**INSTRUCTIONS TO FOLLOW:**
Please return every one of the rows below unchanged, reproducing each line word for word.
++++ INFORMATION PROVIDED
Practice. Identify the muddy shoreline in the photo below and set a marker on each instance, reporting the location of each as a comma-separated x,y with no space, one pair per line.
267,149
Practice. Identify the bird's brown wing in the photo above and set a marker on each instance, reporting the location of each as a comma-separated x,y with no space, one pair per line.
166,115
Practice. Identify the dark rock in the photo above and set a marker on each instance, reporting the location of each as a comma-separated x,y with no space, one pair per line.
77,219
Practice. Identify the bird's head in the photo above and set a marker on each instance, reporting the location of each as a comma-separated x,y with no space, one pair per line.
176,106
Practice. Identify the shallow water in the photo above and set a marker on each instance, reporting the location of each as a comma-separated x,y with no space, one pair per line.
++++++++
**SOLUTION FOR THIS TASK:**
Practice. Identify the muddy shoreline in the photo below and set a marker on each instance, reporting the location of each as a comma-separated x,y with no space, one pair per line.
267,149
Practice. Identify the bird's brown wing in the photo above and set a marker on each instance, reporting the location of each as a comma-separated x,y with no space, one pair per line.
166,115
Practice. Identify the dark rock in the photo above and set a marker on each instance, reporting the location of each as a comma-separated x,y with no space, one pair per line.
77,219
Practice. Identify the bird's head in the photo above and set a marker on each instance, reporting the location of each as a comma-separated x,y with no space, one pair per line.
176,106
Practice. Identify the shallow water in the photo above and set a marker on each instance, reporting the location of each as a comma-separated x,y with no space, one pair per line.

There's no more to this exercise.